* DATA SUPPLIED *

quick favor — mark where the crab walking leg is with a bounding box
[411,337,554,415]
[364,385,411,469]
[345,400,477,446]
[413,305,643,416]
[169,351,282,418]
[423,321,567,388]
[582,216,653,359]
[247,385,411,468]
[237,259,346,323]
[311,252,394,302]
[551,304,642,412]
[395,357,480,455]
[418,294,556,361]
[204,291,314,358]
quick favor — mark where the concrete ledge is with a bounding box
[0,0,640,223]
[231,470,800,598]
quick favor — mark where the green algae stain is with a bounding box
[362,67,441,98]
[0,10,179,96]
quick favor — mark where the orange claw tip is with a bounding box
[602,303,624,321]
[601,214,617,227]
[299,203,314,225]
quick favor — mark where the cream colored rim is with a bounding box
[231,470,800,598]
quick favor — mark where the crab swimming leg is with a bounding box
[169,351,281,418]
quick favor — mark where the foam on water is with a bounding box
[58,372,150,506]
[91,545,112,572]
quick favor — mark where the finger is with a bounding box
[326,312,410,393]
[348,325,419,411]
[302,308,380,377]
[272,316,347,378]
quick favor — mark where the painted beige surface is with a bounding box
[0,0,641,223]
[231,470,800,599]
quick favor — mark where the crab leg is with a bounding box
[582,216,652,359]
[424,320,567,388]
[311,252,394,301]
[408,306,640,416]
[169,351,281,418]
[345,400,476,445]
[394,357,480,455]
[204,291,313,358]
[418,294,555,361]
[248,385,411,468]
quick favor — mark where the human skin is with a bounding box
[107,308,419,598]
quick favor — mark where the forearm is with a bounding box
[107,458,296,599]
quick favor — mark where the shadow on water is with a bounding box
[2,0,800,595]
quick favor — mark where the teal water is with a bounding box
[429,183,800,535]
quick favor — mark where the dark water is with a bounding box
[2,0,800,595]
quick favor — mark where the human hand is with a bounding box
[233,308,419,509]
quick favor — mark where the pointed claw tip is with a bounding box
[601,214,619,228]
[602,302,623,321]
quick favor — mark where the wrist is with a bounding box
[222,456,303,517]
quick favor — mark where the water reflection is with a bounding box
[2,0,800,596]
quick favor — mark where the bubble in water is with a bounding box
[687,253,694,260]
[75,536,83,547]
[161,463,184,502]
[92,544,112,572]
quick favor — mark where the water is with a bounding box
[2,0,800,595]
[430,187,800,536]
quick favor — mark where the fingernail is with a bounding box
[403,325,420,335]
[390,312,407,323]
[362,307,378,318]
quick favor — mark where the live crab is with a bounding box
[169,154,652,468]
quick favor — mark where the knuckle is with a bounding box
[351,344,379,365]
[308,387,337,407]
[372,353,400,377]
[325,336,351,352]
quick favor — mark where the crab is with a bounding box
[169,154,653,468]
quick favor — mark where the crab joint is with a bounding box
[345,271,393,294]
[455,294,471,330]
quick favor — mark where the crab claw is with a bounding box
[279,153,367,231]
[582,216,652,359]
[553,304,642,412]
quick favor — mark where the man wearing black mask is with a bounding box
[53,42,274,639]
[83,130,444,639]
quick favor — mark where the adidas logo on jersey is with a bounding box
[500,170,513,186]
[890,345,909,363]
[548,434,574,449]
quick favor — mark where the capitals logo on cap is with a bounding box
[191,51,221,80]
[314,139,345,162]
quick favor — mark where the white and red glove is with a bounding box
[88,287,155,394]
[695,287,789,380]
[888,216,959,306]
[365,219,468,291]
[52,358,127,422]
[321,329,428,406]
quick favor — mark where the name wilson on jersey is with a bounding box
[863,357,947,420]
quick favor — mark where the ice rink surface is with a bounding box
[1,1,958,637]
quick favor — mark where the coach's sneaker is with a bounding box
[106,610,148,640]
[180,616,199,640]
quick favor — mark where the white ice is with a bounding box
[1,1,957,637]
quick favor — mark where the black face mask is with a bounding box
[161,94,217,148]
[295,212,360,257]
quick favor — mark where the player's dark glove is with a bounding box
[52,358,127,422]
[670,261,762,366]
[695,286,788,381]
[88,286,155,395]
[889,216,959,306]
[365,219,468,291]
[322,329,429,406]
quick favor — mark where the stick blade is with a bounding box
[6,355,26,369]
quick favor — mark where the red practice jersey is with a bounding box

* WORK INSTRUCTIONS *
Transcribe the material above word for word.

* SOLVED EXERCISE *
quick favor — mark where the crab walking leg is with a bounding box
[411,337,554,415]
[364,385,411,469]
[345,400,477,446]
[413,305,643,416]
[169,351,282,418]
[423,321,567,388]
[582,216,653,359]
[247,385,411,468]
[237,259,346,323]
[311,252,394,302]
[551,304,642,412]
[395,357,480,455]
[418,294,556,361]
[204,291,314,358]
quick favor — mark where the concrete ledge is with a bounding box
[0,0,640,223]
[231,470,800,598]
quick favor — mark where the green algae stain is with a bounding box
[362,67,441,98]
[0,10,179,96]
quick favor — mark where the orange claw tip is with a bounding box
[602,303,624,321]
[601,214,617,227]
[299,203,314,225]
quick favor — mark where the cream colored rim is with a bounding box
[231,470,800,598]
quick favor — mark where the crab swimming leg is with a bounding box
[169,351,281,418]
quick favor — mark where the foam on water is with a bounding box
[58,372,150,506]
[91,545,112,572]
quick favor — mark where the finger is with a bounding box
[326,312,410,393]
[348,325,419,411]
[302,308,380,377]
[272,316,347,378]
quick favor — mark where the painted beige surface is with a bounding box
[0,0,641,223]
[231,470,800,599]
quick favor — mark where the crab leg is with a bounding box
[582,216,652,359]
[424,320,567,388]
[311,252,394,301]
[408,306,640,416]
[169,351,281,418]
[345,400,476,445]
[394,357,480,455]
[204,291,313,358]
[418,294,555,361]
[248,385,411,468]
quick favor — mark where the human skin is with a bounding box
[107,308,419,598]
quick favor — mark where the forearm is with a bounding box
[107,458,296,599]
quick favor — mark where the shadow on water is with a bounding box
[2,0,800,595]
quick favor — mark where the teal water is with a bounding box
[429,183,800,535]
quick favor — mark where the dark water is with a bounding box
[2,0,800,595]
quick favor — mark where the human hand is with a bounding box
[233,308,419,509]
quick favor — mark where the pointed claw tip is with a bounding box
[601,214,619,228]
[602,302,623,321]
quick favor — mark where the wrist is with a bounding box
[222,456,303,517]
quick favor — mark where the water reflection is with a bounding box
[2,0,800,596]
quick favor — mark where the bubble in water is with a bounding box
[687,253,694,260]
[75,536,83,547]
[161,463,184,502]
[92,544,112,572]
quick favor — mark where the water is with a bounding box
[2,0,800,595]
[430,187,800,536]
quick favor — mark where the fingernail is with a bounding box
[403,325,420,335]
[390,312,407,323]
[362,307,378,318]
quick favor — mark where the live crab is with a bounding box
[169,154,652,468]
quick favor — mark where the knuckle is with a bounding box
[351,344,379,365]
[308,387,337,407]
[372,353,400,377]
[325,336,351,352]
quick favor — mark where the crab is with a bounding box
[169,154,653,468]
quick favor — mark where the crab joint is with a bounding box
[345,271,393,294]
[455,294,471,330]
quick favor — mark where the crab claw is with a bounding box
[279,153,367,231]
[582,216,652,359]
[553,304,642,412]
quick favor — mark where the man wearing black mask is with a bounding box
[53,42,274,639]
[83,130,444,639]
quick favor — mark where the adidas logo on jersey is with a bounding box
[500,170,513,186]
[890,345,909,363]
[548,434,574,449]
quick favor — mark where the capitals logo on cap is with a bounding box
[191,51,221,80]
[314,139,345,162]
quick favor — mark where the white and red glove is with a bounding box
[88,287,155,394]
[695,287,789,380]
[888,216,959,306]
[365,219,468,291]
[52,358,127,422]
[321,329,428,406]
quick favor — mark where the name wilson on jersey is with a bounding box
[863,357,947,420]
quick favor — mark where the ice rink surface is with a bounding box
[1,1,958,637]
quick favor — mark where the coach's sneaker is with a bounding box
[106,610,148,640]
[180,616,199,640]
quick favor — mark where the white ice is with a bounding box
[1,1,957,637]
quick favor — mark where the black face mask is with a bounding box
[161,94,217,148]
[295,212,360,257]
quick favor — mark where the player's dark glove is with a bounding box
[52,358,127,422]
[670,261,762,366]
[695,286,788,381]
[88,286,155,395]
[889,216,959,306]
[365,219,468,291]
[322,329,429,406]
quick favor — mark where the stick blade is with a bounding box
[6,355,26,369]
quick favor — mark where the red practice jersey is with a bounding box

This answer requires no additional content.